EXTRACT TO READ →
Google Asked Me How I’d Fix Chrome Remote Desktop — Here’s How!

Since my posting a few days ago of “Another Google Accessibility Failure: Chrome Remote Desktop” — https://lauren.vortex.com/2017/07/21/google-accessibility-failure-crd — I’ve been contacted by a number of Googlers whom I know, asking me specifically how I’d address the accessibility problems that I noted therein. These queries were all friendly of course — not of the “put up or shut up” variety!

OK, I’ll bite. And Google can have this one for free — but like I’ve said before, this isn’t really rocket science.

Before I begin, I’ll answer another question that a number of readers have posed to me in response to that same post.

Why do I think that Google has so long ignored these sorts of problems with Chrome Remote Desktop (and various other of their products, for that matter)?

Without addressing Chrome Remote Desktop (CRD) or Google products specifically in this context, I’ll offer one possible explanation.

Around the information tech industry, it just isn’t usually considered to be career enhancing to be working on older software fixes and/or improvements, even when that application is fairly important and widely used.

DIRECTIVES →
1. What title does the post on Chrome Remote Desktop give for the earlier posting it refers to?
2. Carry on the post on Chrome Remote Desktop from its last sentence.
The listing that comes next is separate material and has nothing to do with the post on Chrome Remote Desktop.

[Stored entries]

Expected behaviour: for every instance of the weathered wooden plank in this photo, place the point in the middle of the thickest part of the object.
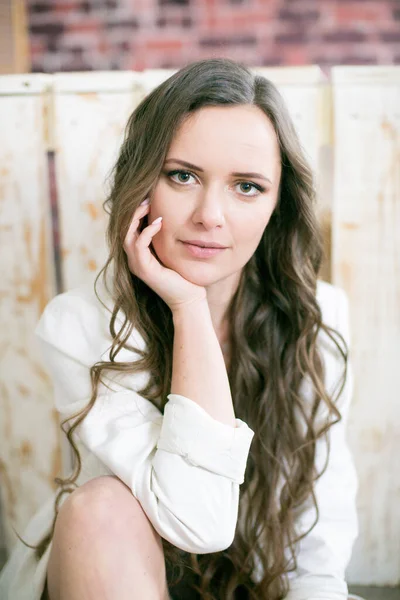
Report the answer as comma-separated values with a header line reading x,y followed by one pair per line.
x,y
90,114
366,262
30,455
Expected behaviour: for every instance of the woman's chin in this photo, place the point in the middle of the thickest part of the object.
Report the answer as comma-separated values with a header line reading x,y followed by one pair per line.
x,y
198,273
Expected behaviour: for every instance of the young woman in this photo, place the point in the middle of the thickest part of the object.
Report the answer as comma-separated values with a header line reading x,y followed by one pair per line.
x,y
204,383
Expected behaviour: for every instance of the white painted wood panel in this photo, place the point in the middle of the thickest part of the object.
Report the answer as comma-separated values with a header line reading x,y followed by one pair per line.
x,y
307,93
90,114
366,263
30,455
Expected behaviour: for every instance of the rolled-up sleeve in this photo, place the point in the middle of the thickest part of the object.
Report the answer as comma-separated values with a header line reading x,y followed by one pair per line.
x,y
183,466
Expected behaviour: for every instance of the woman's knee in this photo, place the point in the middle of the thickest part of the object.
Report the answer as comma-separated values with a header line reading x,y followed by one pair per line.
x,y
102,505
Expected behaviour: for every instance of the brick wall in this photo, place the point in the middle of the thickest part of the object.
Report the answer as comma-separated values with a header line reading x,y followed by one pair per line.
x,y
70,35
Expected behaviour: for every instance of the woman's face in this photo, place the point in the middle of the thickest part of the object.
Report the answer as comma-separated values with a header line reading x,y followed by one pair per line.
x,y
219,183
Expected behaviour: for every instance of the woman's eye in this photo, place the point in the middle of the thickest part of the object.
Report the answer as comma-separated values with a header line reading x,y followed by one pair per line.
x,y
182,176
246,187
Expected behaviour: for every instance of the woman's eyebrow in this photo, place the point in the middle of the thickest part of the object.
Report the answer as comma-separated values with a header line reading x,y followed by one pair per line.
x,y
235,173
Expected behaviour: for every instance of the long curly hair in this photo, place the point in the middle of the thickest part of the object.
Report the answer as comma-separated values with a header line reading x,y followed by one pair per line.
x,y
275,325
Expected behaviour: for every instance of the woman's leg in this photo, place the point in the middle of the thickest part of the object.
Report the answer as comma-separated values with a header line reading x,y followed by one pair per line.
x,y
104,547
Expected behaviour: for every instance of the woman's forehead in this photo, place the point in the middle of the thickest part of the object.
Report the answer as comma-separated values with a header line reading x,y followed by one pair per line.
x,y
240,137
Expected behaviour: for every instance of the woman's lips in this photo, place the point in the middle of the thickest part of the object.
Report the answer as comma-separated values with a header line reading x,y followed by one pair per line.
x,y
199,252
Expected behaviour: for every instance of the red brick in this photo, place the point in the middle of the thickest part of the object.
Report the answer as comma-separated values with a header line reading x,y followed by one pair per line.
x,y
368,11
164,45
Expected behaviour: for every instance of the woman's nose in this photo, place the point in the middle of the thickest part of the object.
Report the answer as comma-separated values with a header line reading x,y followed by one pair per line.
x,y
209,210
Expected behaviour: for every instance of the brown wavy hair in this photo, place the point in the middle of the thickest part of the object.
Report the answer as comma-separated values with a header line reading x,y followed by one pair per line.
x,y
275,324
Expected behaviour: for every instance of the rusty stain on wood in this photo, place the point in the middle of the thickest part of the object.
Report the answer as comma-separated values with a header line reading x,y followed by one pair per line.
x,y
26,450
23,390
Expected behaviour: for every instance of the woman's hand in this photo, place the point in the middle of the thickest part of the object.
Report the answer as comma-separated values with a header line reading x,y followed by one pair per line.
x,y
168,284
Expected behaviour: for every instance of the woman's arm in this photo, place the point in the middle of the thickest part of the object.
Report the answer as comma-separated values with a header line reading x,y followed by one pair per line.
x,y
184,466
199,370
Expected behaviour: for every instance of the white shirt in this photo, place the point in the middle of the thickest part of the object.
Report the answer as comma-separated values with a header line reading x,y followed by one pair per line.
x,y
185,467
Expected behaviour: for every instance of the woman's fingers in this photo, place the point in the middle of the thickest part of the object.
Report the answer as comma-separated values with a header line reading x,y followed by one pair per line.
x,y
144,240
133,232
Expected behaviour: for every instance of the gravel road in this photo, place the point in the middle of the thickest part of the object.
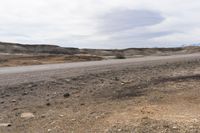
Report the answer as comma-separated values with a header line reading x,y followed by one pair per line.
x,y
25,74
148,94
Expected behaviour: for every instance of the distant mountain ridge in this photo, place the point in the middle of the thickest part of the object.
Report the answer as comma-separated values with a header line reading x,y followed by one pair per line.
x,y
15,48
35,49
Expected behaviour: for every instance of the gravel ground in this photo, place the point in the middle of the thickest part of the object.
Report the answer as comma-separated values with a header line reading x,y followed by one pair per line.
x,y
150,96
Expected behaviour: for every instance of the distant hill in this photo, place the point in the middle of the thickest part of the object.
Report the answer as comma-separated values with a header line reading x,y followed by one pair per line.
x,y
15,48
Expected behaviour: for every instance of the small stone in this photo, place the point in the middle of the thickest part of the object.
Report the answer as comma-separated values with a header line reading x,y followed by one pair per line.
x,y
66,95
5,125
14,100
73,119
67,80
48,104
82,104
43,116
25,93
27,115
119,130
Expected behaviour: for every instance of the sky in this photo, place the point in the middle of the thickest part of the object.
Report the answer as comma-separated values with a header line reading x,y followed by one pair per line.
x,y
101,23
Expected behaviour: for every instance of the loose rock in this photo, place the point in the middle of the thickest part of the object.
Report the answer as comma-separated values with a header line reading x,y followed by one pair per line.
x,y
5,124
66,95
27,115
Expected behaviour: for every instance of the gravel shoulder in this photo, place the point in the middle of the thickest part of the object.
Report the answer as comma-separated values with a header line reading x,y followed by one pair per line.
x,y
153,94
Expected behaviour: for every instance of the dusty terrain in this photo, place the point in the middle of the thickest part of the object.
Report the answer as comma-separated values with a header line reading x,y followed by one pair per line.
x,y
25,60
14,54
147,95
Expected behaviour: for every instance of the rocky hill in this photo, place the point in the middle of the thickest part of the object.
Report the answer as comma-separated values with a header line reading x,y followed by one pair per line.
x,y
14,48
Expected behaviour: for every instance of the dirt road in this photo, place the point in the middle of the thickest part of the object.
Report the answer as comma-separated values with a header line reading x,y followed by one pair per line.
x,y
23,74
149,94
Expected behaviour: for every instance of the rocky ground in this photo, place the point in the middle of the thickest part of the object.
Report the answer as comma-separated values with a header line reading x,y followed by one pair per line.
x,y
143,99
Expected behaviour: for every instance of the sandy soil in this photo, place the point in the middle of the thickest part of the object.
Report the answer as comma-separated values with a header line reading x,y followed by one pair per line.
x,y
10,60
150,97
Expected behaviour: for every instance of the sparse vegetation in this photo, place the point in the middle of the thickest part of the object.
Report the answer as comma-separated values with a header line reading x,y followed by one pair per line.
x,y
120,56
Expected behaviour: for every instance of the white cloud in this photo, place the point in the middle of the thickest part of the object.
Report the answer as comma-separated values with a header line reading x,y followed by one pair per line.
x,y
77,22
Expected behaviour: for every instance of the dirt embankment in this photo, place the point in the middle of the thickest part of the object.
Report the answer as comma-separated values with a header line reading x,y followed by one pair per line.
x,y
147,98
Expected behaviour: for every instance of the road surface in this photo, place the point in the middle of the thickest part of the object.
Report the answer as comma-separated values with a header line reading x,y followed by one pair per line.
x,y
25,74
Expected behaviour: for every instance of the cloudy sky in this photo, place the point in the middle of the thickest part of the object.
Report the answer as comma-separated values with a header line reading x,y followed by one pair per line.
x,y
101,23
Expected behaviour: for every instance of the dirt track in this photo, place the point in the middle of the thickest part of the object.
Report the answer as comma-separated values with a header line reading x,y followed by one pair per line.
x,y
151,94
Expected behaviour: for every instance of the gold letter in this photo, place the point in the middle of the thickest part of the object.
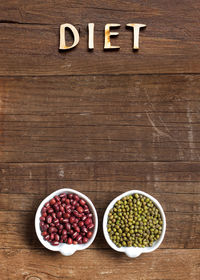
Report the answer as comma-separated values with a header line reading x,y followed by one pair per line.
x,y
136,28
107,44
62,36
91,36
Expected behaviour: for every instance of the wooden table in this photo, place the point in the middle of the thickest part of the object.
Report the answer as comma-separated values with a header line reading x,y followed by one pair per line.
x,y
101,123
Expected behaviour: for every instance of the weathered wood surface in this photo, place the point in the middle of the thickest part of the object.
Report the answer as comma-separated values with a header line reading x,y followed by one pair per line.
x,y
100,118
81,119
170,43
109,265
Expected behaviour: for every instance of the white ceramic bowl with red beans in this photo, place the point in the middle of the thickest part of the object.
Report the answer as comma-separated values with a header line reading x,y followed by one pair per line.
x,y
68,246
134,252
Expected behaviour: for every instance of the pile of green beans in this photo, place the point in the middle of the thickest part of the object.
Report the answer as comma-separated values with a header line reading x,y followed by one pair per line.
x,y
134,221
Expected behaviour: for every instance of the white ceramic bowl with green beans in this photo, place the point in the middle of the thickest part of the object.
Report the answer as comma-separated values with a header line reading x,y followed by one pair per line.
x,y
134,223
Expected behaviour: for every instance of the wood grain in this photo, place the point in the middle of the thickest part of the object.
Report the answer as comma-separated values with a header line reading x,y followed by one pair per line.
x,y
109,265
102,123
157,116
30,38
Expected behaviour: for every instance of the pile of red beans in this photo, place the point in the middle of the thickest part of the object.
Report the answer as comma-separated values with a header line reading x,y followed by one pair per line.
x,y
66,219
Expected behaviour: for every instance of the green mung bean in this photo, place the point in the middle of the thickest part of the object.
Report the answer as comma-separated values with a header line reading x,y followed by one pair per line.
x,y
134,221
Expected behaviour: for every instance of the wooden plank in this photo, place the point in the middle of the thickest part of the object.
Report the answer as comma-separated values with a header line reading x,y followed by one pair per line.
x,y
17,230
161,264
31,47
126,118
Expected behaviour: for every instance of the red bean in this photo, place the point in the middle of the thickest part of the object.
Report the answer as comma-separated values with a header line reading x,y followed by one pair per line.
x,y
86,211
74,235
72,219
53,215
57,237
45,227
57,198
41,224
67,201
52,236
62,195
56,207
56,220
73,203
64,232
90,226
84,229
44,209
47,204
78,238
88,221
66,215
76,197
49,219
50,210
47,237
55,243
77,229
61,226
52,201
62,209
81,223
63,199
68,206
76,213
80,209
68,226
44,214
57,225
52,229
89,234
69,241
59,215
84,218
85,239
82,202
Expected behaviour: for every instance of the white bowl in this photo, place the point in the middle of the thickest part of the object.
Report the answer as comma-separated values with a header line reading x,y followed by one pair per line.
x,y
133,252
63,248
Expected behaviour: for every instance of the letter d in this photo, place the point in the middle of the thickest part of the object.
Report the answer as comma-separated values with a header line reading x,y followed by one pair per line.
x,y
62,36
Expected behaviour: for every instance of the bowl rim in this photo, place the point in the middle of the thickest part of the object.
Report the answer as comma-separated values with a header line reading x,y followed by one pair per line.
x,y
140,250
62,247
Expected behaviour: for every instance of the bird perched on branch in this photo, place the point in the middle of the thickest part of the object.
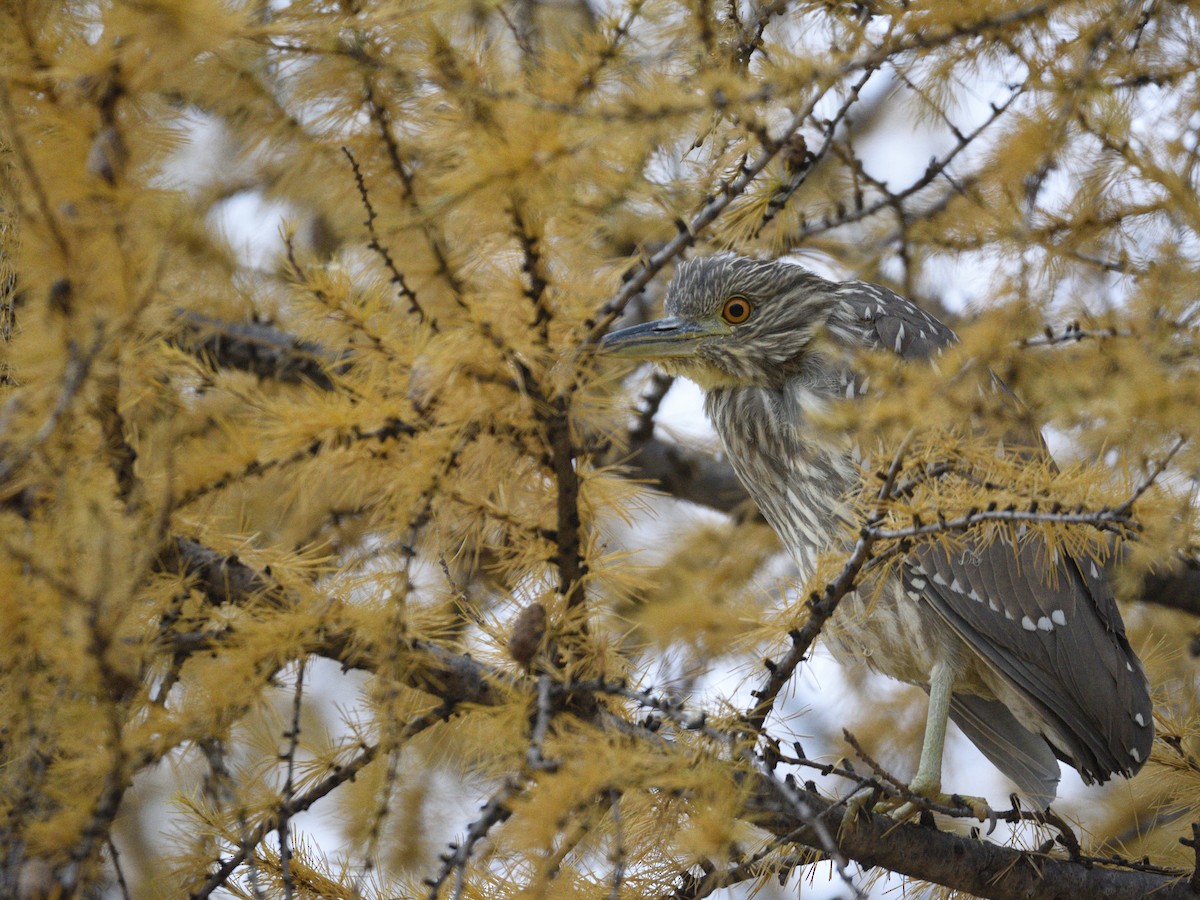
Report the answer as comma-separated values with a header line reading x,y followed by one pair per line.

WRITTEN ANSWERS →
1. "Another Google Accessibility Failure: Chrome Remote Desktop"

2.
By and large, most software engineers feel that rising on the career ladder is facilitated by working on new and “sexy” projects, not by being assigned to the “maintenance detail” — so to speak.

That’s a difficult corporate cultural problem, but a very important one to solve.

All right, let’s get back to Chrome Remote Desktop.

Here’s how I would fix the most glaring accessibility problem that I’ve noted regarding CRD operations — the damned “share mode ten minute timeout” (which, as I’ve noted in the referenced post above, actually can push users into terrible security practices when they attempt to work around the sorts of problems that the timeout causes — please see that previous post for details about this).

There are various somewhat complex ways to approach this issue — such as permitting the local user (the user who is sharing their screen with a remote user) to specify a desired timeout interval.

But the most straightforward and likely most useful approach for now in most cases would be to permit the local user to simply disable that timeout at the start of individual sessions, for the duration of those sessions.

Currently, when a local user provides a one-time CRD access code to a remote user, and the remote user attempts to connect using that code, the local user is presented with a dialogue box (which varies a bit across operating system platforms) that typically looks like this:

Obviously, only the local user can interact with this dialogue. They click “Share” if they wish to accept the connection.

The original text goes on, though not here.